To be done
Copy the material below line by line without changing any wording. Omit the pictures from your copy.

# # # # #

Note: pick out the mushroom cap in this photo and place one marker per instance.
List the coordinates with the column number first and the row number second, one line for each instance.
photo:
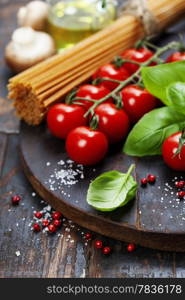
column 34, row 14
column 27, row 48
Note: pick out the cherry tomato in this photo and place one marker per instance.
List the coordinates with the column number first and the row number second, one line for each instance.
column 91, row 91
column 112, row 72
column 138, row 55
column 177, row 56
column 137, row 102
column 86, row 146
column 169, row 148
column 62, row 118
column 113, row 122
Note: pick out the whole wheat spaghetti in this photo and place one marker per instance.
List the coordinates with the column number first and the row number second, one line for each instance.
column 34, row 90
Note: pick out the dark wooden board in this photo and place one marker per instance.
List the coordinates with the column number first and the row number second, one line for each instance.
column 53, row 256
column 155, row 219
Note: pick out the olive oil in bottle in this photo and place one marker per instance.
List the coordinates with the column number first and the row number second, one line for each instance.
column 70, row 21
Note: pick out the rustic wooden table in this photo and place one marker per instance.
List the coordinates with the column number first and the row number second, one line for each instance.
column 64, row 254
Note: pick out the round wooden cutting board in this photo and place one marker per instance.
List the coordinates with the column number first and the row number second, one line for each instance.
column 156, row 218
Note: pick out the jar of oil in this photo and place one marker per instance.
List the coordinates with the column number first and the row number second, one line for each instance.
column 70, row 21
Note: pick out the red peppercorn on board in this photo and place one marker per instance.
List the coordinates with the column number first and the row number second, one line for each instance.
column 154, row 219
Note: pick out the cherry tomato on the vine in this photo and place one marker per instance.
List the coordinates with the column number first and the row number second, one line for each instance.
column 138, row 55
column 91, row 91
column 112, row 72
column 177, row 56
column 169, row 149
column 137, row 102
column 62, row 118
column 113, row 122
column 86, row 146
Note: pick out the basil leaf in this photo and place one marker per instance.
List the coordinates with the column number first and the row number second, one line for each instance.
column 157, row 79
column 176, row 96
column 111, row 190
column 148, row 134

# # # # #

Final result
Note: pick out the mushroom cap in this photo and place one marker per instance.
List the coordinates with the column number first and the row number second, one line for each instance.
photo:
column 34, row 14
column 27, row 48
Note: pick out the cherry tomato in this photo and place one marker per instance.
List the coordinates with the column number first and the row number second, one line for each instance.
column 91, row 91
column 112, row 72
column 138, row 55
column 177, row 56
column 137, row 102
column 86, row 146
column 169, row 148
column 62, row 118
column 113, row 122
Note: pick out the whole wheat spaghetti in this photo and place one marker per instance.
List the coordinates with the column number first and the row number second, one line for each instance.
column 34, row 90
Note: pick out the dark wooden board in this photo and place one marker per instance.
List the coordinates with the column number first and the row number second, one line for each instance.
column 53, row 256
column 155, row 219
Note: pick out the olive oil in bottle in this photo and place one marker per instance.
List the coordinates with the column number first and the row number second, one line for each instance.
column 70, row 21
Note: pick out the rustic wooden table in this photo and place one marker per instance.
List the coordinates with the column number first and the row number second, one line for each instance.
column 64, row 254
Note: pick out the round wooden cutting board in this photo and place one marker per instance.
List the coordinates with the column number first and the row number second, one line for each instance.
column 156, row 218
Note: pick out the jar of oil in this photo and place one marker per instance.
List the coordinates with the column number first and the row number second, one line for each instance.
column 70, row 21
Note: pick out the red peppercorn on board in this photo and place one marker per instance.
List the coordinates with the column number first and the row number second, one line for each instance.
column 154, row 219
Note: pick out the cherry tomato on the vine in this photo and place one marker per instance.
List the coordinates with the column number first and the row number second, one line for each instance.
column 138, row 55
column 91, row 91
column 112, row 72
column 177, row 56
column 169, row 149
column 137, row 102
column 62, row 118
column 113, row 122
column 86, row 146
Note: pick out the basil leaf in this photo and place one marker per instance.
List the coordinates with the column number first and the row number second, one line for each instance.
column 157, row 79
column 176, row 96
column 111, row 190
column 148, row 134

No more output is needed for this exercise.